After locating the line that contains "the white marking", transcribe exactly that line and each one after it until the data ends, skipping pictures.

Referring expression data:
----------

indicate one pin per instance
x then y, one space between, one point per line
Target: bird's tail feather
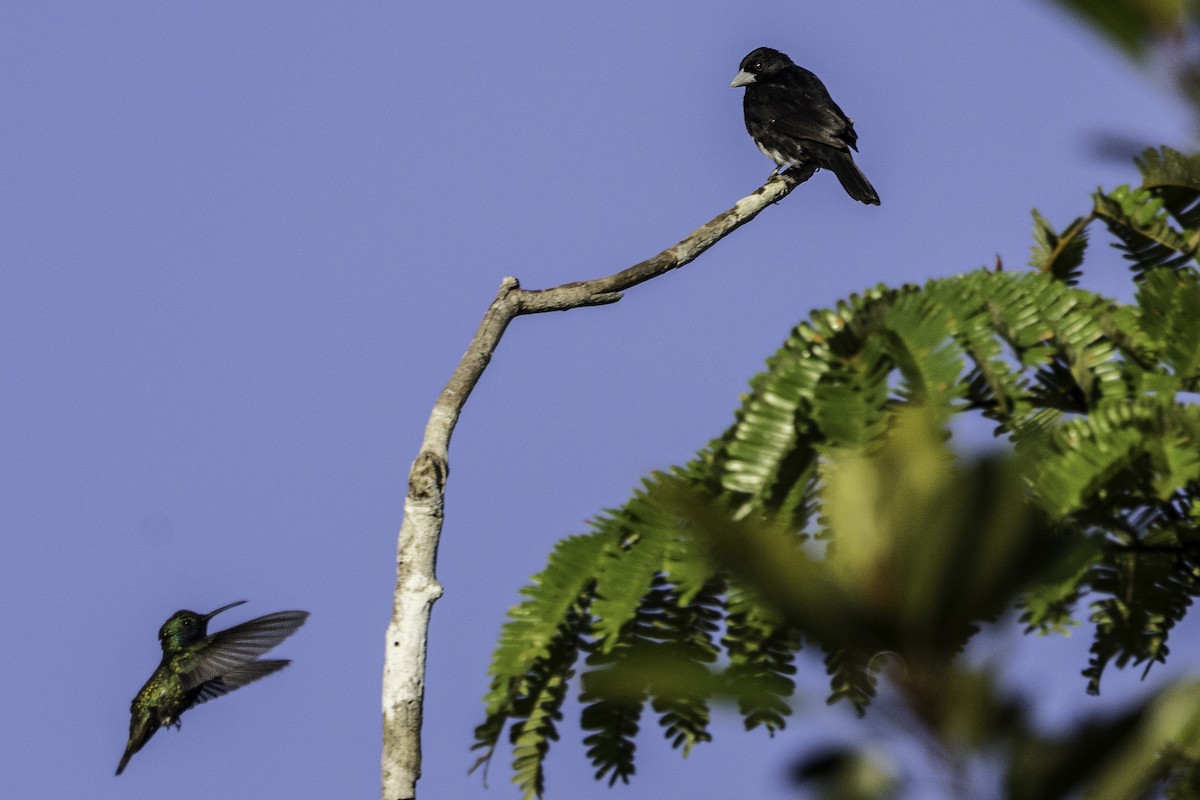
853 180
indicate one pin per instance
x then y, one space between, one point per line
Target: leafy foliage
825 515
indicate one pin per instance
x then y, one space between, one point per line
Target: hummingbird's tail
142 727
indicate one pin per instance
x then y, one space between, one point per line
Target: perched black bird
793 120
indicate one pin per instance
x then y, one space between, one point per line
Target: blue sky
244 245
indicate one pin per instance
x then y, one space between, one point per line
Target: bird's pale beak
741 79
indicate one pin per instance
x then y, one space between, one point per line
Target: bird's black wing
799 106
238 648
234 679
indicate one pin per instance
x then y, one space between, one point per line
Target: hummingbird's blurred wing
234 679
227 651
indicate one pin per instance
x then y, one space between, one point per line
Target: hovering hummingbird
197 667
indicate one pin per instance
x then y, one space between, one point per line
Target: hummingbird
197 667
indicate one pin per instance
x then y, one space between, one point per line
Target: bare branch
417 585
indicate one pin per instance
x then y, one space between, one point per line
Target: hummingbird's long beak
223 608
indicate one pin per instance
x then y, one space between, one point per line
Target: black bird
793 120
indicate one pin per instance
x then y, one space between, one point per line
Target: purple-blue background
244 245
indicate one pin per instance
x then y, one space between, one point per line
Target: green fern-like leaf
1059 254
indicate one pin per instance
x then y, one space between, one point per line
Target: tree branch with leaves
417 584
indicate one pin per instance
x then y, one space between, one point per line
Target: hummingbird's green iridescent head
184 627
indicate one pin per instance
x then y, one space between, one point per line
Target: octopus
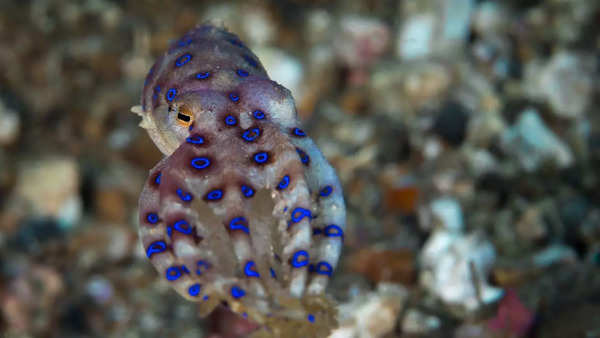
243 209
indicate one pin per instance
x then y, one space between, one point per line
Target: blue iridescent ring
201 267
182 226
202 76
324 268
195 139
239 223
182 60
214 195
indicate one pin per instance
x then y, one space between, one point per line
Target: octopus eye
184 116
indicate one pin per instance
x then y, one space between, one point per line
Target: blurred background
466 135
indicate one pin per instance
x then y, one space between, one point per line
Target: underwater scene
300 168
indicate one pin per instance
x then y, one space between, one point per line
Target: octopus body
243 209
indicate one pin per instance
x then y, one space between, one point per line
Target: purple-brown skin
244 209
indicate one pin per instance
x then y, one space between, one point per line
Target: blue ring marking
152 218
324 268
183 226
156 92
303 156
333 230
201 264
194 290
249 271
195 139
182 60
156 247
230 120
171 93
247 191
251 134
326 191
237 292
250 61
183 43
261 157
239 223
299 213
200 162
185 196
295 259
214 195
258 114
284 183
298 132
202 76
173 273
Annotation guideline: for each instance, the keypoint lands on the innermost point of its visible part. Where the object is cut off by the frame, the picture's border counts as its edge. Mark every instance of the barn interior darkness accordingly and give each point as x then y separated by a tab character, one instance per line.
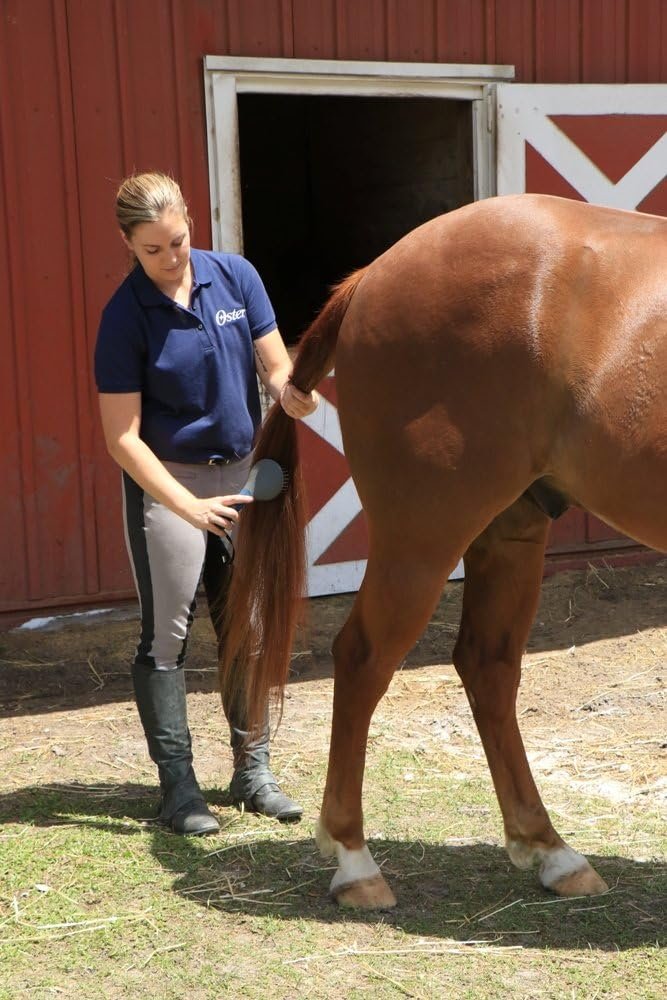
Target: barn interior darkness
328	183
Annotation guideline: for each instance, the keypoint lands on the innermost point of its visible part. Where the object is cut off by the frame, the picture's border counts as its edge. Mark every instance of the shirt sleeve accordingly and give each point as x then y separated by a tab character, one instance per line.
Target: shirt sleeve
119	353
259	311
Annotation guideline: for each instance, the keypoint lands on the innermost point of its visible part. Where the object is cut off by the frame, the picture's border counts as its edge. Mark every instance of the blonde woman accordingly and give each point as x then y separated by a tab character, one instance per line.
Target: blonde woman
179	347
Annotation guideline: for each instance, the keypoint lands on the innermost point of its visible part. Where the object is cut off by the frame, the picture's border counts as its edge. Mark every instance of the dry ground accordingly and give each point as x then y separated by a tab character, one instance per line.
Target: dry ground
596	664
592	709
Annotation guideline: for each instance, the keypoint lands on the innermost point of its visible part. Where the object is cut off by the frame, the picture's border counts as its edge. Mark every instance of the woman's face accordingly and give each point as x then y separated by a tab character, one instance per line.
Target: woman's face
162	248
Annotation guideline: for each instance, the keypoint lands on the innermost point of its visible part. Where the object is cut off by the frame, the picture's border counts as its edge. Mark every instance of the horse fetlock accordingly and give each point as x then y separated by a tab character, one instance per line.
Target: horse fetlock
365	894
562	870
567	873
326	845
358	883
523	855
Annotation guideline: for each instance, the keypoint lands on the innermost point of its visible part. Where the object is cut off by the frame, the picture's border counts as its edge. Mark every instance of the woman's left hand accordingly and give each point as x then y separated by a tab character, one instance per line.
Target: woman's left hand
296	403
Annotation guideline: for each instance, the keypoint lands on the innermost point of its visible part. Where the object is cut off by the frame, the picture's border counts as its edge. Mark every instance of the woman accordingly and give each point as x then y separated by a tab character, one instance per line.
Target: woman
179	347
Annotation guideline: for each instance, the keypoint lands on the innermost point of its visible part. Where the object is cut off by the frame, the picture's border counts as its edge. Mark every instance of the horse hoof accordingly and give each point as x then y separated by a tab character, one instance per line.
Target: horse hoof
366	894
585	882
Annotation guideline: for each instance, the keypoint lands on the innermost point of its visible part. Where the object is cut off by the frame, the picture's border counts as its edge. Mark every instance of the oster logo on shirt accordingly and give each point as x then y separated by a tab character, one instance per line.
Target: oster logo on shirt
222	317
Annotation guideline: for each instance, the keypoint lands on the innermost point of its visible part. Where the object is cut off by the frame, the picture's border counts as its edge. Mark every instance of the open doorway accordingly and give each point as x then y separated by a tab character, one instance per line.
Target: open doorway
330	182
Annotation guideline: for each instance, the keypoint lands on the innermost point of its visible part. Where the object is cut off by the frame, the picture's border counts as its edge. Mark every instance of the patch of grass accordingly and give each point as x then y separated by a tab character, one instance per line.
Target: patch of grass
92	903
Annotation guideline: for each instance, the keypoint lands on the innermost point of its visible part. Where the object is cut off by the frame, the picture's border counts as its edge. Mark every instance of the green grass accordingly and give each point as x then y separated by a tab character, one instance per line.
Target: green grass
95	904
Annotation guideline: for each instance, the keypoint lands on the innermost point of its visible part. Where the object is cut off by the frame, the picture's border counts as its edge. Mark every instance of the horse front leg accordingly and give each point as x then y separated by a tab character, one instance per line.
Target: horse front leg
503	574
384	624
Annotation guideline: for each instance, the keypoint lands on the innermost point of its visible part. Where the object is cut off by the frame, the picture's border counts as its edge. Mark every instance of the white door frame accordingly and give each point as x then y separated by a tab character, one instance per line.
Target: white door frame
225	77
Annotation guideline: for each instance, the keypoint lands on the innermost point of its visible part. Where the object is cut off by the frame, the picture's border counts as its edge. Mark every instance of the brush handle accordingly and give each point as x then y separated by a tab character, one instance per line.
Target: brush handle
266	481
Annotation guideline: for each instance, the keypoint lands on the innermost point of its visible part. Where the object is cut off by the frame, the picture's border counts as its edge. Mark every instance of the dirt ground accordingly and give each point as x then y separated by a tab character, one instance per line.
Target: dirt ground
600	635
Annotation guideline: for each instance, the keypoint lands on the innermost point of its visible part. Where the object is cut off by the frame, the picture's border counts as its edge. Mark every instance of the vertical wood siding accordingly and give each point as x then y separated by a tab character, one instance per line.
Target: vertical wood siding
90	91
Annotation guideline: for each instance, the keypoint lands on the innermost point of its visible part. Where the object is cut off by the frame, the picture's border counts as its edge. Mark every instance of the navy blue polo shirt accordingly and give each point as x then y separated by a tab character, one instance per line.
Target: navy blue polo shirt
195	368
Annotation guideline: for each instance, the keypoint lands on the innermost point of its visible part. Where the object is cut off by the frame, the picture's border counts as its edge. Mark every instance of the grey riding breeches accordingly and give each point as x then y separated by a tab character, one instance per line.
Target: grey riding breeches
168	557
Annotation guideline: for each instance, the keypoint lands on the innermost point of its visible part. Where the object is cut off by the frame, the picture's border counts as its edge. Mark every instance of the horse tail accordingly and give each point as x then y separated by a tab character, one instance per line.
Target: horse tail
264	601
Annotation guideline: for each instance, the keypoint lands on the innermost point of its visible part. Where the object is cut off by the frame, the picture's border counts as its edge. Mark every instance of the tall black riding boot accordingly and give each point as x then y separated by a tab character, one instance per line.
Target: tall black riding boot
253	785
161	701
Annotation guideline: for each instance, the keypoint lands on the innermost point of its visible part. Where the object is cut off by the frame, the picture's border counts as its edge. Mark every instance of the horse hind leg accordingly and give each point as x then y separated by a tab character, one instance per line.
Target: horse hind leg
387	618
503	573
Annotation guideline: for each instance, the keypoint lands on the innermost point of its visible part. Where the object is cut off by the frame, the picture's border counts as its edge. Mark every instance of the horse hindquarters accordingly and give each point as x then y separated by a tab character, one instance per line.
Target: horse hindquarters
503	573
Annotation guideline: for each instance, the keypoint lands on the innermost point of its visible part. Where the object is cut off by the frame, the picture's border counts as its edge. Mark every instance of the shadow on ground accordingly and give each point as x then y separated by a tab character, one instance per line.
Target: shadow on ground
463	892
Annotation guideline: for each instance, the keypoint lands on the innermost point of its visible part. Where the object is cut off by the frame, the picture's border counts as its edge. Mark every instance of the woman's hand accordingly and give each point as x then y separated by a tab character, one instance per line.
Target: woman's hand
215	514
296	403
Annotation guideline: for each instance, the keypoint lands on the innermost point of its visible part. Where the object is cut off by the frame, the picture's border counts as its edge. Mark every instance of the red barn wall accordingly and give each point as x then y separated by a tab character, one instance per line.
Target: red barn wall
92	90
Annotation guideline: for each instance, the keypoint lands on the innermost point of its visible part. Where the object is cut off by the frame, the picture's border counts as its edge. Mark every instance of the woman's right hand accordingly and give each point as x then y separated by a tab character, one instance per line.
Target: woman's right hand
215	514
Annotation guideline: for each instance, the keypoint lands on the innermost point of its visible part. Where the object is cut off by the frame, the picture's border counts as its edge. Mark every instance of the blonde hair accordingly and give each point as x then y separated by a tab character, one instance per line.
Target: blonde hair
145	197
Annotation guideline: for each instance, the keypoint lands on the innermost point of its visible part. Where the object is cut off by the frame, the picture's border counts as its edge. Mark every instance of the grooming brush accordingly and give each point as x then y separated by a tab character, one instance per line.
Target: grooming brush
266	480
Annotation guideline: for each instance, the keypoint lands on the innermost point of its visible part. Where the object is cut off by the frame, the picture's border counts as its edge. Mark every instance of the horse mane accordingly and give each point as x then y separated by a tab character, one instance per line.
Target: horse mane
264	601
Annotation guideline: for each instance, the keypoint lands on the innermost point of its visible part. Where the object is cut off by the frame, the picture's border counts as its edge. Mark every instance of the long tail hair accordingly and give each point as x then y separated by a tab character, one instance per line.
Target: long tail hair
268	582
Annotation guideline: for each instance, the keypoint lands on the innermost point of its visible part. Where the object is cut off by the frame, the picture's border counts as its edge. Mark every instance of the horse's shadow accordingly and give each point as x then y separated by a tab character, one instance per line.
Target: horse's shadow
463	892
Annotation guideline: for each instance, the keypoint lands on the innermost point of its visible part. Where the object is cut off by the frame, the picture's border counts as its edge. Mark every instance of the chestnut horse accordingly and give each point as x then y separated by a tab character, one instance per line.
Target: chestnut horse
493	367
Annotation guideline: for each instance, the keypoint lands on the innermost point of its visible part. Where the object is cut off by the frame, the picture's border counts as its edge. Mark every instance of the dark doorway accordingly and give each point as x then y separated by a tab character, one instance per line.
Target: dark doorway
329	183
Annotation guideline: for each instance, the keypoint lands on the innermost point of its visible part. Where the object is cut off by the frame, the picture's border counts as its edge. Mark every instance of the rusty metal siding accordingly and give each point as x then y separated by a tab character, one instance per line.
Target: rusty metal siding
90	91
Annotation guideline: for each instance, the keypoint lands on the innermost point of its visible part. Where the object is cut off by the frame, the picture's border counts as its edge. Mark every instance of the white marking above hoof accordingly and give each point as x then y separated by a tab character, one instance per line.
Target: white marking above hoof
366	894
353	866
569	874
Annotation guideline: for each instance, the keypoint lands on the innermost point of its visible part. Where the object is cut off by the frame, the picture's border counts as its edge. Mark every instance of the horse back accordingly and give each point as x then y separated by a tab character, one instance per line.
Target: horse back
515	338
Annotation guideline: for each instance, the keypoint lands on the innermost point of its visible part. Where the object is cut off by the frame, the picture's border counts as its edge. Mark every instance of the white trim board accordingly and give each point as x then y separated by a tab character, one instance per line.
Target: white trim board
227	76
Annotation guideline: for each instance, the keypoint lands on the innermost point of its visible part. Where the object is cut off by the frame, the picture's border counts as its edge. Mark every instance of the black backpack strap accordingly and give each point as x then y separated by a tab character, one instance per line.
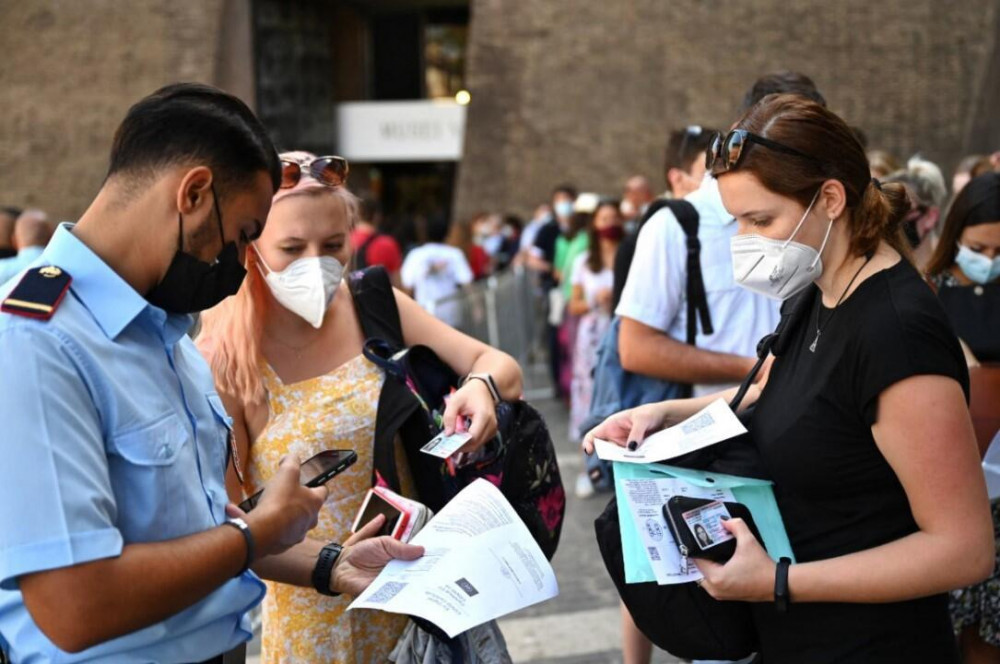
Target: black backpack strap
361	253
697	300
375	303
793	311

----------

■ RESPONSE TO THIS EXERCISE
Annotation guideline: for each instance, the keypoint lands on the innermost point of its visible part. Where the object is cut off by the frame, the picture's border counts as its edge. Mark every instance of the white marking above hoof accordingly and give each point as x then y separated by a tab character, one instance per line.
Target: white marking above hoof
366	894
353	866
569	874
Annotation guideline: for each instance, the keypoint lands on the innermost point of its visible part. Where the object is cut off by the frame, the picture's border counts as its edge. Mark every instance of the horse back accordingly and give each point as x then y separated by a tab character, one instance per line.
Target: horse back
515	338
Annotation guideline: for each instance, the keypoint lands on the innermost point of its visible part. Where the object is cut off by the frame, the picture's border counts as its edge. Mark every instance of the white trim board accordingly and give each point as x then y separated by a tab character, one instance per line.
Target: white trim board
227	76
Annotation guideline: for each instance, the keypoint lands on the innermost point of its visible part. Where the object is cut off by the frame, the picture's border counts as its edge. Mark every instance of the black backpack strap accordingly and give each point as x then y separated by a tab character, one instance per line.
Target: black backpack strap
361	253
697	300
375	303
793	311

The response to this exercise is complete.